** start of Passage to read **

FIRST AMENDMENT
TO
AGREEMENT OF SALE
THIS AGREEMENT, made and entered into as of the 16th day of August, 1996,
by and between LAUTREC A. & D., L.L.C., a Michigan limited liability company,
on behalf of an entity to be formed ("Purchaser"), and KNOLLWOOD VILLAGE
PARTNERS, an Illinois limited partnership ("Seller"), amends that certain
Agreement of Sale between Purchaser and Seller dated July 27, 1996 (the
"Agreement"), as follows:
1. Paragraph 1 is amended such that the Purchase Price shall be Twenty
Two Million Two Hundred Fifty Thousand ($22,250,000) Dollars.

** end of Passage to read **
** start of Material provided **

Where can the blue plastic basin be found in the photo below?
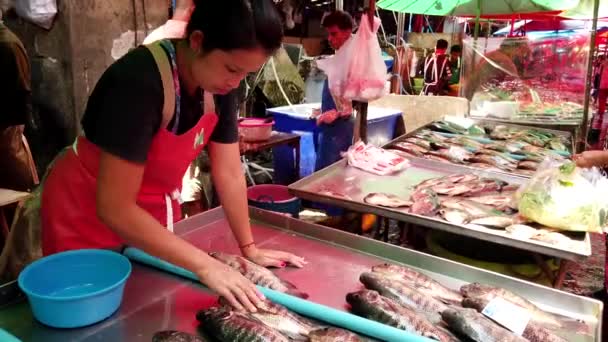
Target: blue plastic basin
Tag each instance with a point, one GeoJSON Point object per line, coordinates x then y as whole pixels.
{"type": "Point", "coordinates": [75, 288]}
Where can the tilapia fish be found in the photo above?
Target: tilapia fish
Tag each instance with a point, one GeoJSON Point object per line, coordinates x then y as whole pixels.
{"type": "Point", "coordinates": [494, 221]}
{"type": "Point", "coordinates": [286, 322]}
{"type": "Point", "coordinates": [232, 326]}
{"type": "Point", "coordinates": [404, 295]}
{"type": "Point", "coordinates": [386, 200]}
{"type": "Point", "coordinates": [419, 281]}
{"type": "Point", "coordinates": [333, 335]}
{"type": "Point", "coordinates": [487, 293]}
{"type": "Point", "coordinates": [533, 331]}
{"type": "Point", "coordinates": [477, 327]}
{"type": "Point", "coordinates": [371, 305]}
{"type": "Point", "coordinates": [425, 201]}
{"type": "Point", "coordinates": [175, 336]}
{"type": "Point", "coordinates": [257, 274]}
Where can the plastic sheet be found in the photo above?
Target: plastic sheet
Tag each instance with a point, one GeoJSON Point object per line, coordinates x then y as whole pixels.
{"type": "Point", "coordinates": [542, 75]}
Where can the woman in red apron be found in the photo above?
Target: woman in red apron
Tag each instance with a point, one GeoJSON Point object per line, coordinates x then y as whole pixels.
{"type": "Point", "coordinates": [148, 117]}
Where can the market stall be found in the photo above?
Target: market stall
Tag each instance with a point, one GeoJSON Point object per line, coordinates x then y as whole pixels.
{"type": "Point", "coordinates": [494, 171]}
{"type": "Point", "coordinates": [535, 80]}
{"type": "Point", "coordinates": [155, 301]}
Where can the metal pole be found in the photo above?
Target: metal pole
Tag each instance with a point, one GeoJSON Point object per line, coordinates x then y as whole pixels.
{"type": "Point", "coordinates": [589, 76]}
{"type": "Point", "coordinates": [396, 81]}
{"type": "Point", "coordinates": [360, 108]}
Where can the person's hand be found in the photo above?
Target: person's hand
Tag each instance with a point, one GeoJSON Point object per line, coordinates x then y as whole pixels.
{"type": "Point", "coordinates": [269, 257]}
{"type": "Point", "coordinates": [591, 158]}
{"type": "Point", "coordinates": [230, 284]}
{"type": "Point", "coordinates": [327, 117]}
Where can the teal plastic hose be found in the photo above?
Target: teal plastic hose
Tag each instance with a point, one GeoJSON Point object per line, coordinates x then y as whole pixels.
{"type": "Point", "coordinates": [321, 312]}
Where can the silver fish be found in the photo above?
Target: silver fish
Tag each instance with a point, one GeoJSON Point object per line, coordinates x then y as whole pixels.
{"type": "Point", "coordinates": [175, 336]}
{"type": "Point", "coordinates": [372, 305]}
{"type": "Point", "coordinates": [522, 231]}
{"type": "Point", "coordinates": [286, 322]}
{"type": "Point", "coordinates": [257, 274]}
{"type": "Point", "coordinates": [494, 221]}
{"type": "Point", "coordinates": [454, 216]}
{"type": "Point", "coordinates": [533, 331]}
{"type": "Point", "coordinates": [333, 335]}
{"type": "Point", "coordinates": [418, 281]}
{"type": "Point", "coordinates": [487, 293]}
{"type": "Point", "coordinates": [404, 295]}
{"type": "Point", "coordinates": [232, 326]}
{"type": "Point", "coordinates": [477, 327]}
{"type": "Point", "coordinates": [386, 200]}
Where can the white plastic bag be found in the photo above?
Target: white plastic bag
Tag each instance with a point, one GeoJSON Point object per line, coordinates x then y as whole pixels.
{"type": "Point", "coordinates": [357, 70]}
{"type": "Point", "coordinates": [39, 12]}
{"type": "Point", "coordinates": [565, 197]}
{"type": "Point", "coordinates": [375, 160]}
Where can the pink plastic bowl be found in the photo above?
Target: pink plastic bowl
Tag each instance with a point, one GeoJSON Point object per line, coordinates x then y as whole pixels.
{"type": "Point", "coordinates": [254, 130]}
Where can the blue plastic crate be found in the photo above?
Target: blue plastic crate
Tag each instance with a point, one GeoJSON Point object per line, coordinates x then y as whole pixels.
{"type": "Point", "coordinates": [381, 124]}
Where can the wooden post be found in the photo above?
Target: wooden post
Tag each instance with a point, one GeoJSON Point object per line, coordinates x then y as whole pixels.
{"type": "Point", "coordinates": [360, 108]}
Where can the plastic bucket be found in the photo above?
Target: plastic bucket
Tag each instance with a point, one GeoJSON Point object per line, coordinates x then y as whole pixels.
{"type": "Point", "coordinates": [75, 288]}
{"type": "Point", "coordinates": [273, 197]}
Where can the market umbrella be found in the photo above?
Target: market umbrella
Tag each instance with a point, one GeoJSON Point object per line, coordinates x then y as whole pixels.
{"type": "Point", "coordinates": [468, 8]}
{"type": "Point", "coordinates": [477, 8]}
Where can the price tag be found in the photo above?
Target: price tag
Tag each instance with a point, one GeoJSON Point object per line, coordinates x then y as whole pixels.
{"type": "Point", "coordinates": [507, 314]}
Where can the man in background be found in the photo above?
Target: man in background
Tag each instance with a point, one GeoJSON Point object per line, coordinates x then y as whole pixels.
{"type": "Point", "coordinates": [336, 125]}
{"type": "Point", "coordinates": [17, 171]}
{"type": "Point", "coordinates": [455, 66]}
{"type": "Point", "coordinates": [436, 70]}
{"type": "Point", "coordinates": [176, 26]}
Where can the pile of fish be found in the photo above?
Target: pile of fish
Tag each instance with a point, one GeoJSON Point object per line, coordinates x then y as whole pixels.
{"type": "Point", "coordinates": [406, 299]}
{"type": "Point", "coordinates": [501, 148]}
{"type": "Point", "coordinates": [257, 274]}
{"type": "Point", "coordinates": [271, 323]}
{"type": "Point", "coordinates": [468, 199]}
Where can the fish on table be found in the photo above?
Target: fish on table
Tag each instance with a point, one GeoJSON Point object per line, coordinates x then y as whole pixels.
{"type": "Point", "coordinates": [176, 336]}
{"type": "Point", "coordinates": [477, 327]}
{"type": "Point", "coordinates": [370, 304]}
{"type": "Point", "coordinates": [532, 332]}
{"type": "Point", "coordinates": [257, 274]}
{"type": "Point", "coordinates": [386, 200]}
{"type": "Point", "coordinates": [426, 202]}
{"type": "Point", "coordinates": [486, 293]}
{"type": "Point", "coordinates": [419, 281]}
{"type": "Point", "coordinates": [404, 295]}
{"type": "Point", "coordinates": [332, 334]}
{"type": "Point", "coordinates": [231, 326]}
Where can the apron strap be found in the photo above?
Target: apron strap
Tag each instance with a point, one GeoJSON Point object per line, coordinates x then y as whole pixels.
{"type": "Point", "coordinates": [166, 75]}
{"type": "Point", "coordinates": [208, 103]}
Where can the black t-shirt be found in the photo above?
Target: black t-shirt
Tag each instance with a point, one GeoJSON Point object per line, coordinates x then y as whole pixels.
{"type": "Point", "coordinates": [124, 112]}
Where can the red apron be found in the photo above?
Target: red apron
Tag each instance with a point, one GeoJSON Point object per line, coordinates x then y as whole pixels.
{"type": "Point", "coordinates": [68, 208]}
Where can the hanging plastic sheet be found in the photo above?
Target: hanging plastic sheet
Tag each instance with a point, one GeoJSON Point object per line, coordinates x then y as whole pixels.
{"type": "Point", "coordinates": [540, 77]}
{"type": "Point", "coordinates": [39, 12]}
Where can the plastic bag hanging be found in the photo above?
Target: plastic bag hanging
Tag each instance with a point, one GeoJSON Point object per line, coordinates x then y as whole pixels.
{"type": "Point", "coordinates": [357, 70]}
{"type": "Point", "coordinates": [39, 12]}
{"type": "Point", "coordinates": [564, 197]}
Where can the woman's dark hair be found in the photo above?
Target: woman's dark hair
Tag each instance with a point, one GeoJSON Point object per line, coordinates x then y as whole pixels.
{"type": "Point", "coordinates": [338, 18]}
{"type": "Point", "coordinates": [237, 24]}
{"type": "Point", "coordinates": [442, 44]}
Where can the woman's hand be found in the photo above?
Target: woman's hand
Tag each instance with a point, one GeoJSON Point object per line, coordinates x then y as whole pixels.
{"type": "Point", "coordinates": [269, 257]}
{"type": "Point", "coordinates": [230, 284]}
{"type": "Point", "coordinates": [591, 158]}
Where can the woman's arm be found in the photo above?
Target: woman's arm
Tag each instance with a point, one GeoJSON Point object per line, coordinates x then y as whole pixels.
{"type": "Point", "coordinates": [229, 181]}
{"type": "Point", "coordinates": [591, 158]}
{"type": "Point", "coordinates": [118, 184]}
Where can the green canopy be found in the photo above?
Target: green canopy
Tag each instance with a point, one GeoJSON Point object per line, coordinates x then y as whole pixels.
{"type": "Point", "coordinates": [584, 10]}
{"type": "Point", "coordinates": [466, 8]}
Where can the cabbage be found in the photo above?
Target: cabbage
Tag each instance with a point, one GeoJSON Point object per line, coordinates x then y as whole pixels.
{"type": "Point", "coordinates": [565, 197]}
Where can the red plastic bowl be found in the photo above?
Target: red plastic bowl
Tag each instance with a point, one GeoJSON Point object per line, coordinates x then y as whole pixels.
{"type": "Point", "coordinates": [253, 130]}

** end of Material provided **

• What you will do:
[1] Return the part of the sale agreement amendment between "FIRST AMENDMENT" and "Thousand ($22,250,000) Dollars.", inclusive.
[2] According to the sale agreement amendment, are these statements correct? Answer yes or no for each and quote the words that decide it. (a) The Seller is an Illinois limited partnership. (b) The original Agreement of Sale was dated August 16, 1996. (c) The amendment sets the Purchase Price at $22,250,000.
[3] Continue the sale agreement amendment, starting after its last sentence.

• Written answers:
[1]
FIRST AMENDMENT
TO
AGREEMENT OF SALE
THIS AGREEMENT, made and entered into as of the 16th day of August, 1996,
by and between LAUTREC A. & D., L.L.C., a Michigan limited liability company,
on behalf of an entity to be formed ("Purchaser"), and KNOLLWOOD VILLAGE
PARTNERS, an Illinois limited partnership ("Seller"), amends that certain
Agreement of Sale between Purchaser and Seller dated July 27, 1996 (the
"Agreement"), as follows:
1. Paragraph 1 is amended such that the Purchase Price shall be Twenty
Two Million Two Hundred Fifty Thousand ($22,250,000) Dollars.

[2]
(a) Yes: "KNOLLWOOD VILLAGE PARTNERS, an Illinois limited partnership ("Seller")"
(b) No: "Agreement of Sale between Purchaser and Seller dated July 27, 1996"
(c) Yes: "the Purchase Price shall be Twenty Two Million Two Hundred Fifty Thousand ($22,250,000) Dollars."

[3]
2. Paragraph 4.1 is amended to read as follows:
In addition to the costs set forth in Paragraphs 3.1 and 3.2,
Seller shall pay for the cost of the documentary stamps and transfer
taxes to be paid with reference to the "Deed" (hereinafter defined) and
Purchaser and Seller shall each pay for one-half (1/2) of all other
intangible, recording, sales tax and surtax imposed by law with
reference to any other sale documents delivered in connection with the
sale of the Property to Purchaser and all other charges of the Title
Insurer in connection with this transaction.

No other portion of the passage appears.